▶ [Source extract]:

You can play around the ballast wiring to run both 36W bulbs at 15W each,


> Buy the 2x55w kit.
> Buy two 55w bulbs.
> The wiring kit will tell you to put two outputs from the Workhorse 5
> into each 55w bulb. Hook up just one. That's going to be roughly the same
> ...





> Wow, I can't believe I didn't remember that. Yes, I must add never buy the 1x55w kit when you can buy the 2x55w kit. This I regret when I bought my 1x55W kit. The workhorse 5 ballast comes with the dual kit and has MUCH more options then the workhorse 3 that comes in the single kit.
> 
> You're not under driving or over driving 2 36w bulbs with 2x55w kit. The 2x55 and 2x36 kits are exactly the same, just the reflectors are different. Both use the Fulham workhorse 5 ballast. These things can do it all - 2 13w, 2 18w, 1 36w, 1 55w, 2 55w, 2 36w, 96w...those are just a few CF combos. Even can run normal output fluorescents and HO tubes.
> 
> Go to www.fulham.com, and select the proper fields for your setup. It will give you wiring diagrams. The WK 5 can technically run bulbs from as little as 5w to 110w.

▶ [Data rows]:

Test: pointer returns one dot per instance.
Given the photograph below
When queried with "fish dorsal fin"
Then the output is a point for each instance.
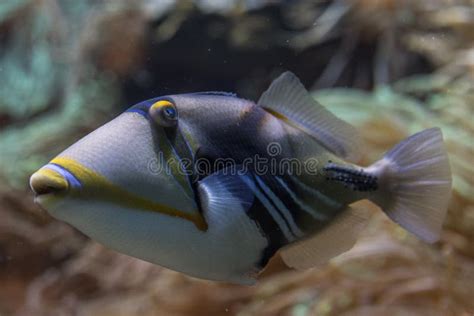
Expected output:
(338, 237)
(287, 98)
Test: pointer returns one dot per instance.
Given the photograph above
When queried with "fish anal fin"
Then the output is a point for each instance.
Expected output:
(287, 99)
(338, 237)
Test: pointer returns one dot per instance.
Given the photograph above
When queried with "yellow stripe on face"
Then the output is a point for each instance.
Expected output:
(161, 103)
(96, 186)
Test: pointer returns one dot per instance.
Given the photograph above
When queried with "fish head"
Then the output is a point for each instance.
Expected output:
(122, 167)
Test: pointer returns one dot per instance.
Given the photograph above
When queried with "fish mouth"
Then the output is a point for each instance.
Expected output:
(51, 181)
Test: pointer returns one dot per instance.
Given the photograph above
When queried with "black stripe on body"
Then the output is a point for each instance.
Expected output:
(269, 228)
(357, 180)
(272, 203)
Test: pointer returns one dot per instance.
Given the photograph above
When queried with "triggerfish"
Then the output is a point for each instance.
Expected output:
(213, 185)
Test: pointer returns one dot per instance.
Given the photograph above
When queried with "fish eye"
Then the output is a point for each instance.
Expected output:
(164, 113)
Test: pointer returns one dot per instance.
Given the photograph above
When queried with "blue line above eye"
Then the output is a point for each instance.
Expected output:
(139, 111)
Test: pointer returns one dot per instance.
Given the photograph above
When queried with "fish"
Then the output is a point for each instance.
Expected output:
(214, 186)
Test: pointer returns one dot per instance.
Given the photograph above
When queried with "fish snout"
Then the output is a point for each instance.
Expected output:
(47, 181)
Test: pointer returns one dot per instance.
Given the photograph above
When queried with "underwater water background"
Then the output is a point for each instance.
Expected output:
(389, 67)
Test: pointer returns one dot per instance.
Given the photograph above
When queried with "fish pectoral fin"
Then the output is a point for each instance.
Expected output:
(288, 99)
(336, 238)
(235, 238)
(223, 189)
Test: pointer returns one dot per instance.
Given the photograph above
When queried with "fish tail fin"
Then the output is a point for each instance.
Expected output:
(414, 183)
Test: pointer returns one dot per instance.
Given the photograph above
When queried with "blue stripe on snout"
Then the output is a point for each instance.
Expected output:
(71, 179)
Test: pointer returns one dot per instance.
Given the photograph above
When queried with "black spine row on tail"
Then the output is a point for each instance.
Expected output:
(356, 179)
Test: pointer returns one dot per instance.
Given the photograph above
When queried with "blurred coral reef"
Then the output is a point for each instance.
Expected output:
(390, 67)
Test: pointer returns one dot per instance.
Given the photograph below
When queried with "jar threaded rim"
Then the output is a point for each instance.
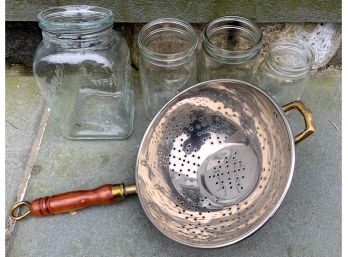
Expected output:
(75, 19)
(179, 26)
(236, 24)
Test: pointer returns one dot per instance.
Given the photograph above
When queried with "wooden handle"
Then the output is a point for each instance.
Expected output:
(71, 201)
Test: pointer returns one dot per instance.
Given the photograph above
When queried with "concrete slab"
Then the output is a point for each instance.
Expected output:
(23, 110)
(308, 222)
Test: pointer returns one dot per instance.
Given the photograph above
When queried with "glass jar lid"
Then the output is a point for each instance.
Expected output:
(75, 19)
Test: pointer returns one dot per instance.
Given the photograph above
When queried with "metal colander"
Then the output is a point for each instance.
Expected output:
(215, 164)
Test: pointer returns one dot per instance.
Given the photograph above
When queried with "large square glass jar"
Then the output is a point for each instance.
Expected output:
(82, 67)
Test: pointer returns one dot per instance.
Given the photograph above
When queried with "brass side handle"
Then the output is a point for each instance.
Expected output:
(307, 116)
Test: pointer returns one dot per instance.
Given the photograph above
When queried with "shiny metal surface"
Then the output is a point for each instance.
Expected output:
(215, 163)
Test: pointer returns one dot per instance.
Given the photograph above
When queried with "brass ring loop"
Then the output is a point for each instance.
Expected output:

▶ [Challenges]:
• A. Reproduce the part of the ballast wiring post that opens with the words containing "You can play" and closes with "the single kit.", word for word.
• B. According to the ballast wiring post, what range of bulb wattage can the WK 5 technically run?

▶ [Correct answers]:
• A.
You can play around the ballast wiring to run both 36W bulbs at 15W each,


> Buy the 2x55w kit.
> Buy two 55w bulbs.
> The wiring kit will tell you to put two outputs from the Workhorse 5
> into each 55w bulb. Hook up just one. That's going to be roughly the same
> ...





> Wow, I can't believe I didn't remember that. Yes, I must add never buy the 1x55w kit when you can buy the 2x55w kit. This I regret when I bought my 1x55W kit. The workhorse 5 ballast comes with the dual kit and has MUCH more options then the workhorse 3 that comes in the single kit.

• B. From as little as 5W to 110W.